Image-grounded pointing data
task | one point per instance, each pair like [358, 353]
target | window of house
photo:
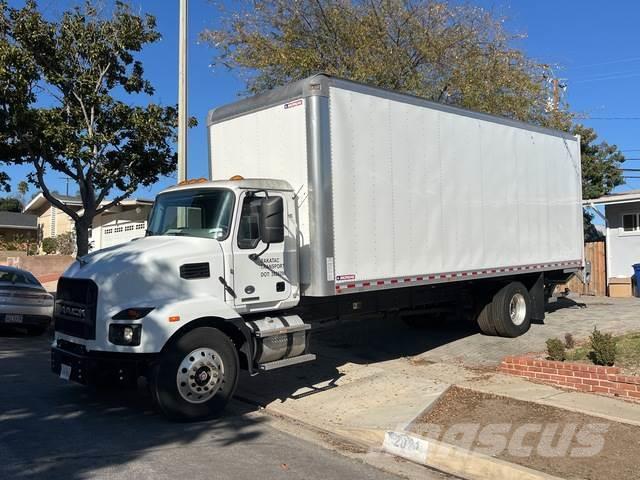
[249, 228]
[631, 222]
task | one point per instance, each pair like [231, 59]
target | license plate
[65, 371]
[13, 318]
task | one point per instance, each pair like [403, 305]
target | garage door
[123, 232]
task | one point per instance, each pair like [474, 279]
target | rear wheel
[508, 314]
[196, 376]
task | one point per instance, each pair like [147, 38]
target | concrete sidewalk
[344, 395]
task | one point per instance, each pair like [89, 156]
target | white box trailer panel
[393, 189]
[423, 191]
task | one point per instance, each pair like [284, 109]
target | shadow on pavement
[53, 429]
[363, 343]
[562, 303]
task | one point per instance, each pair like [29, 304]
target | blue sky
[595, 48]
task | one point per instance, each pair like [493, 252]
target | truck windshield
[194, 213]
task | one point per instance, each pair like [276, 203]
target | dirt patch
[552, 440]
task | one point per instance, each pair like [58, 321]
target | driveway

» **EXERCISE DETAILS**
Output each record verbatim, but skip anything that is a picture.

» **FINISHED TASK**
task | one point per instance, each pair like [358, 353]
target | window of house
photo:
[249, 228]
[631, 222]
task | one point per instance, each pair like [231, 59]
target | license plate
[65, 371]
[13, 318]
task | one point per instance, each pair like [403, 305]
target | garage door
[123, 232]
task | one point per instance, each pair like [474, 279]
target | rear wheel
[508, 314]
[196, 376]
task | one point per instance, each pair like [147, 38]
target | concrete sidewalk
[344, 395]
task | one point per instance, each pair like [89, 156]
target | white box trailer panel
[393, 189]
[423, 191]
task | one point per instance, each pair like [284, 109]
target | shadow on pavement
[53, 429]
[363, 343]
[562, 303]
task | one point per instance, each pair like [29, 304]
target | blue sky
[595, 48]
task | one point per instance, each pair like [493, 252]
target | truck windshield
[194, 213]
task | one point per instance, each pair like [276, 203]
target | dirt patch
[552, 440]
task | one point per instance, each pair like [58, 321]
target | driveway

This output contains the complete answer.